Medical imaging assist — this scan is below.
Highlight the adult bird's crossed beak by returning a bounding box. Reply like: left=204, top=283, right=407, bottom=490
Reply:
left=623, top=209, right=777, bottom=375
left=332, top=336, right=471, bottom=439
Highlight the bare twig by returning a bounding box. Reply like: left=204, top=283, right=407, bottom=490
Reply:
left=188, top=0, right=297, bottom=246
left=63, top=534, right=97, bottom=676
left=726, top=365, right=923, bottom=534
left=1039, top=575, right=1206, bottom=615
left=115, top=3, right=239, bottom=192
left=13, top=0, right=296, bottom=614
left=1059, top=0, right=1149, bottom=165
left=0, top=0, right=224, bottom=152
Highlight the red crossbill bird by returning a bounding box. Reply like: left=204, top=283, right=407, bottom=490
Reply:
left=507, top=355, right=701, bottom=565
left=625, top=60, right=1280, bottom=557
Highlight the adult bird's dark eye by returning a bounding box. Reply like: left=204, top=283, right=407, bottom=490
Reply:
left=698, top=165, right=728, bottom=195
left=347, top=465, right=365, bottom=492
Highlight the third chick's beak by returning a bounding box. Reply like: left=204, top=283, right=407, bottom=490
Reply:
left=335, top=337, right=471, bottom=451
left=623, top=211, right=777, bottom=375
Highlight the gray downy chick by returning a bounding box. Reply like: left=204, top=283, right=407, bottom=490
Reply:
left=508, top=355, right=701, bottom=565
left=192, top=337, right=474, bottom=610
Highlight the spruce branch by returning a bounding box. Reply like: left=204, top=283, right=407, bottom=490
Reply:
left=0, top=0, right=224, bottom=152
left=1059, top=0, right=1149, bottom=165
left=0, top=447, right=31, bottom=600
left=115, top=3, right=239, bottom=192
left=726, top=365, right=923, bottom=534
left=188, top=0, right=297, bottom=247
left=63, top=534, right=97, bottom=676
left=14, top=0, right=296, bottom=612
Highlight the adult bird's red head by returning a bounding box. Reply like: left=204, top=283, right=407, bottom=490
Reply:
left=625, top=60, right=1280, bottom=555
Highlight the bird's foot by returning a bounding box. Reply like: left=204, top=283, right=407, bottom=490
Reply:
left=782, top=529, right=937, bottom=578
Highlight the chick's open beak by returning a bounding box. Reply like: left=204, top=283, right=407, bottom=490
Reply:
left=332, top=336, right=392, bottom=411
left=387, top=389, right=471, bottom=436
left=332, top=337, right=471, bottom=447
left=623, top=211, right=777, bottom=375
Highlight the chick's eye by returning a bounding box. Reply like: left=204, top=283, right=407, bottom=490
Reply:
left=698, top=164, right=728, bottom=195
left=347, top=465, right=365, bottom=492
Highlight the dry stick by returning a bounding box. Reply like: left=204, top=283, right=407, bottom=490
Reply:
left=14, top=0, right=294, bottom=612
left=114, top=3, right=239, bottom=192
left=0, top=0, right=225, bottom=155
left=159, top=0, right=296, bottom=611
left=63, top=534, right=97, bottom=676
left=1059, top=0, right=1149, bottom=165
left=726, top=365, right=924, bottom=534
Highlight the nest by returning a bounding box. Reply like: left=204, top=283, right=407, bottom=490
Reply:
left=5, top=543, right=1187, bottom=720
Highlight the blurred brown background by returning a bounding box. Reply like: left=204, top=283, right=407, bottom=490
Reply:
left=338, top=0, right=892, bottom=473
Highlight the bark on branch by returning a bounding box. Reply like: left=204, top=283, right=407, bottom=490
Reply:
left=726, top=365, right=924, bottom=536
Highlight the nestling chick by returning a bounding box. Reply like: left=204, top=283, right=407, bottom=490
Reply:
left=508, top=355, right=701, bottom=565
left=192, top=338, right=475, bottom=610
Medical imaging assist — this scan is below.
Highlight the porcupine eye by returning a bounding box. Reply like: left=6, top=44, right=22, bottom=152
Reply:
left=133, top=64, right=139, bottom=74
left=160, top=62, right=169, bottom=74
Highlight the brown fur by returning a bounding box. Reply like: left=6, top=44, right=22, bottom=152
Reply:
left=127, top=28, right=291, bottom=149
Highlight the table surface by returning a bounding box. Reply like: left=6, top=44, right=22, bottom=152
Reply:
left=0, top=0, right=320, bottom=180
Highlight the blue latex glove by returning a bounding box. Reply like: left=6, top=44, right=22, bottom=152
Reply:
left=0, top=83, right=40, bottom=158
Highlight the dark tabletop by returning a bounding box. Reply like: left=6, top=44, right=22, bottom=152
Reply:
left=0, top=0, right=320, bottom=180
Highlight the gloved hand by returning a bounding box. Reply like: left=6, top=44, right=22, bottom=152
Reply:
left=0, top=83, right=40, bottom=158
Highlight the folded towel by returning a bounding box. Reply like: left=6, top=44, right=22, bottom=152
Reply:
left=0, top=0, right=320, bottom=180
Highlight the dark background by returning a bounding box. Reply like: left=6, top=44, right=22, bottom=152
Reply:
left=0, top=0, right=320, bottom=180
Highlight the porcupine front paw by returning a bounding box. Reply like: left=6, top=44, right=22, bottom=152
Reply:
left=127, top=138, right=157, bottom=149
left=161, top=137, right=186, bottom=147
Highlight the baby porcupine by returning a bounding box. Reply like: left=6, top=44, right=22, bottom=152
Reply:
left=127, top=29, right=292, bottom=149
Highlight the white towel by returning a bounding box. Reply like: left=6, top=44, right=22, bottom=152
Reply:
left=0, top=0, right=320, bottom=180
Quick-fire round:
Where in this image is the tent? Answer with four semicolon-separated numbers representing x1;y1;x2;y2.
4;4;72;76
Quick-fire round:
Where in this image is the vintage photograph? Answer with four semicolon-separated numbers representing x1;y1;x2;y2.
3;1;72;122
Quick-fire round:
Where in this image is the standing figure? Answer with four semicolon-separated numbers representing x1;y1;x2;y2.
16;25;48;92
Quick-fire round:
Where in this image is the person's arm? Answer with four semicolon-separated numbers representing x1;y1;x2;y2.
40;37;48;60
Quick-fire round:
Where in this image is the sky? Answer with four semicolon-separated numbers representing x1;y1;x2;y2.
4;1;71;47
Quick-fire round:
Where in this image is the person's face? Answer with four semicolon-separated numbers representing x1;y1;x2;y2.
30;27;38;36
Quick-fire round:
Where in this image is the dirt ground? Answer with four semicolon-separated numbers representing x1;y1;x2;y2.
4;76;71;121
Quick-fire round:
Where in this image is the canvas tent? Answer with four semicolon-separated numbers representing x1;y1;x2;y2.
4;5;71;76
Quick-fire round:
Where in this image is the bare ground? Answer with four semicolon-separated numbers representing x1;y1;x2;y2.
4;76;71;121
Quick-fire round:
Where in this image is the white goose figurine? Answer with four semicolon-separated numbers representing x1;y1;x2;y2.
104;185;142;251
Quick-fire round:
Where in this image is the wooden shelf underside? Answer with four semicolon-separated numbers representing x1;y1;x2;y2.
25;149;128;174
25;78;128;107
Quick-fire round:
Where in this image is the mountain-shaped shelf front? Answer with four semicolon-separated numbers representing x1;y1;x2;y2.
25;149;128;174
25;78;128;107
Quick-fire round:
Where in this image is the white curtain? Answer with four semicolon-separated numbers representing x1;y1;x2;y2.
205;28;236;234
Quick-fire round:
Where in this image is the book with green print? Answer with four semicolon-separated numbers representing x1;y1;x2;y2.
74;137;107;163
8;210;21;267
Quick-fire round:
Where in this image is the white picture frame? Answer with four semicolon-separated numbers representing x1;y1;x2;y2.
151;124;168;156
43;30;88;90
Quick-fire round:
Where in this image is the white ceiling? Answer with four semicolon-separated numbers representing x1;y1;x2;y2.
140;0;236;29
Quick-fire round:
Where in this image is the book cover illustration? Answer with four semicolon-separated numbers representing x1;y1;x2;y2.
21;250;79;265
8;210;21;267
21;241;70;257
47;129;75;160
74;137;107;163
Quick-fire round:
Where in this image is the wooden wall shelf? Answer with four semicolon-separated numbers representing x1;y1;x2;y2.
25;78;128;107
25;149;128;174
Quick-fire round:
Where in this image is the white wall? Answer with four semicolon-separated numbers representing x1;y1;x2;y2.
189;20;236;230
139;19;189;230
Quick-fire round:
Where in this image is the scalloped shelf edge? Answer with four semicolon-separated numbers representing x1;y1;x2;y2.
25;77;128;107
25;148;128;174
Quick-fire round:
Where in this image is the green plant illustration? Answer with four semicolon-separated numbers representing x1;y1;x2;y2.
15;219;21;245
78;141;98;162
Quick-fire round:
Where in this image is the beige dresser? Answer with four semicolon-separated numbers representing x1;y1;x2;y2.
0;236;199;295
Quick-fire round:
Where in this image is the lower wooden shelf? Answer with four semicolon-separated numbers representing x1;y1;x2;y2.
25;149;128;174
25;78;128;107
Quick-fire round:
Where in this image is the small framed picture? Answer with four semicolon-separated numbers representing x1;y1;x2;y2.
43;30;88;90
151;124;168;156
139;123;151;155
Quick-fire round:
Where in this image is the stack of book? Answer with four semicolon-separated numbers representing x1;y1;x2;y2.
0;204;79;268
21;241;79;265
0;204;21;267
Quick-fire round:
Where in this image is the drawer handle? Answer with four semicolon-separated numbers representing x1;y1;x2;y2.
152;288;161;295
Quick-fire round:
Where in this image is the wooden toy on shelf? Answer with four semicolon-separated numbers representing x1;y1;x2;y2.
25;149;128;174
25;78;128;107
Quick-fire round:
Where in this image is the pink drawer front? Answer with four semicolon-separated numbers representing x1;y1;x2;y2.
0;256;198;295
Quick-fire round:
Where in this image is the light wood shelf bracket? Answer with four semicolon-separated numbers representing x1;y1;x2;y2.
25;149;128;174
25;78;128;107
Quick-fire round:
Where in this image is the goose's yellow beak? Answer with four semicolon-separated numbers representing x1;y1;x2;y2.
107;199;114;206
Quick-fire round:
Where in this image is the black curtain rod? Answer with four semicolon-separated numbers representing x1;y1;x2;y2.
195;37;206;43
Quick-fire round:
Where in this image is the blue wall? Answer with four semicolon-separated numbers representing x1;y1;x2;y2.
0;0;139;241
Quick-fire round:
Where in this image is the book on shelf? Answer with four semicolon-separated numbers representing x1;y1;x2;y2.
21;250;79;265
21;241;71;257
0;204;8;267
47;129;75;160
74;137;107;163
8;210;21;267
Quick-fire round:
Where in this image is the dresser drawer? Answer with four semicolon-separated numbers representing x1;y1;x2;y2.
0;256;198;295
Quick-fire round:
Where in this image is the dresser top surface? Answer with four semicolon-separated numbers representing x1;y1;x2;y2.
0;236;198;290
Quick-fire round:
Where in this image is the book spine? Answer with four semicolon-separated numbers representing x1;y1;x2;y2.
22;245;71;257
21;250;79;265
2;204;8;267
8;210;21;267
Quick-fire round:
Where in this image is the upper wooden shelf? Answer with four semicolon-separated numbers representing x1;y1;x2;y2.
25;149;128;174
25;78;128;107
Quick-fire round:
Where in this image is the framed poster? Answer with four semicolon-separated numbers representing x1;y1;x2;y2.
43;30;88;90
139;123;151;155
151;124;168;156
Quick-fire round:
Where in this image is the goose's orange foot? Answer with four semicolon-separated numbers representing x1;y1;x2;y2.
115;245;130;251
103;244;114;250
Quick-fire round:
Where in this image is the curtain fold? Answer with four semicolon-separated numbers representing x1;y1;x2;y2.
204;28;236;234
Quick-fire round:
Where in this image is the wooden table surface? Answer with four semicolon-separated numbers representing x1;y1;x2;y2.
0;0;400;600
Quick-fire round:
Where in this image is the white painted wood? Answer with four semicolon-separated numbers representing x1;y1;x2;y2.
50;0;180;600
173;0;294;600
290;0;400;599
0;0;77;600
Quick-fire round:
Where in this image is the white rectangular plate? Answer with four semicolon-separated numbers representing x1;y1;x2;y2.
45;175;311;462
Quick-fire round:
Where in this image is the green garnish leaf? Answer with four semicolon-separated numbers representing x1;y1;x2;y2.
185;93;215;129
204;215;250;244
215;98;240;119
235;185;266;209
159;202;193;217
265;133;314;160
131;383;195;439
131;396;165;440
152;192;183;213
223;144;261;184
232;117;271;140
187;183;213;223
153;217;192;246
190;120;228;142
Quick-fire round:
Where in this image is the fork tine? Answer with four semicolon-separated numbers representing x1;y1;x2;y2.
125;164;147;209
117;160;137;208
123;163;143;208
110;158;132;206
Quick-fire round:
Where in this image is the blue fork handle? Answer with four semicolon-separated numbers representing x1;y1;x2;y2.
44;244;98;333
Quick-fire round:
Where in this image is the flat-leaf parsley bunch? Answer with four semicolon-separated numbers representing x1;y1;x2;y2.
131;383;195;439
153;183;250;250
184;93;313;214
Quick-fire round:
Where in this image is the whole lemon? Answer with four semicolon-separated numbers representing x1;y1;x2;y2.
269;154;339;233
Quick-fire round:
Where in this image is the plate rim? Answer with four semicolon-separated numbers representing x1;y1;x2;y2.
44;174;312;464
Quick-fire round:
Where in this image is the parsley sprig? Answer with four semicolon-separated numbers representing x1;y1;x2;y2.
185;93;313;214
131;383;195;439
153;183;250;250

● ● ● ●

DIRECTIONS FOR THIS TASK
Recast the entries from the line with "Highlight the third" up to and including the line with "left=14, top=0, right=296, bottom=612" as a Markdown table with columns n and Line, one row per line, leaving out blank lines.

IN RESPONSE
| n | Line |
|---|---|
| 1 | Highlight the third chick's beak by returning a bounding box. Reply like: left=204, top=283, right=407, bottom=490 |
| 2 | Reply: |
| 3 | left=335, top=337, right=471, bottom=451 |
| 4 | left=623, top=211, right=777, bottom=375 |
| 5 | Highlight the gray downy chick by returning a bounding box. Reply like: left=204, top=283, right=407, bottom=490 |
| 6 | Reply: |
| 7 | left=508, top=355, right=701, bottom=565 |
| 8 | left=192, top=337, right=474, bottom=610 |
| 9 | Highlight the spruce branch by returning a bounding box. Reply like: left=204, top=283, right=407, bottom=490 |
| 10 | Reply: |
| 11 | left=0, top=0, right=224, bottom=152 |
| 12 | left=1059, top=0, right=1149, bottom=165 |
| 13 | left=0, top=447, right=31, bottom=600 |
| 14 | left=115, top=3, right=239, bottom=192 |
| 15 | left=726, top=365, right=923, bottom=534 |
| 16 | left=188, top=0, right=297, bottom=247 |
| 17 | left=63, top=534, right=97, bottom=676 |
| 18 | left=14, top=0, right=296, bottom=612 |